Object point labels

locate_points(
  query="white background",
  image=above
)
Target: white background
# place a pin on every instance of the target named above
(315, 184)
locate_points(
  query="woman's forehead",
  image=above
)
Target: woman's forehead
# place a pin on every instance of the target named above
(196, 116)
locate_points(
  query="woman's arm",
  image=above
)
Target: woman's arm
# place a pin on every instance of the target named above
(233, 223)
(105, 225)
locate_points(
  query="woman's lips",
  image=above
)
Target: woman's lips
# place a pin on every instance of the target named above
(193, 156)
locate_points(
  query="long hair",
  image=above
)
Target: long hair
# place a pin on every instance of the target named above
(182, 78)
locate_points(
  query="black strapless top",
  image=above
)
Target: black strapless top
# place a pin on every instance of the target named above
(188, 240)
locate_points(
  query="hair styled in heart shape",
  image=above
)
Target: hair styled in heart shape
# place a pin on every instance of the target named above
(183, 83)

#### AIM OF THE TASK:
Reproduce the material precisely, including every line.

#### PROBLEM SOLUTION:
locate_points(
  query="white background",
  image=above
)
Target: white background
# place a pin on every instance of the target named above
(315, 184)
locate_points(
  query="woman's forehead",
  image=above
)
Target: woman's forehead
# place a pin on every instance of the target named above
(196, 116)
locate_points(
  query="woman's arm",
  image=above
)
Target: woman's arm
# place a pin on every instance of the target named above
(233, 223)
(105, 225)
locate_points(
  query="woman's lips",
  image=above
)
Target: woman's lips
# place a pin on every instance of the target named above
(193, 156)
locate_points(
  query="long hair",
  image=above
)
Target: long hair
# place a pin on every instance of the target named above
(182, 78)
locate_points(
  query="black strapless top",
  image=above
)
Target: black strapless top
# place a pin on every instance of the target named above
(188, 240)
locate_points(
  query="hair styled in heart shape",
  image=above
)
Target: hair styled in heart shape
# place a pin on every instance of the target named above
(183, 83)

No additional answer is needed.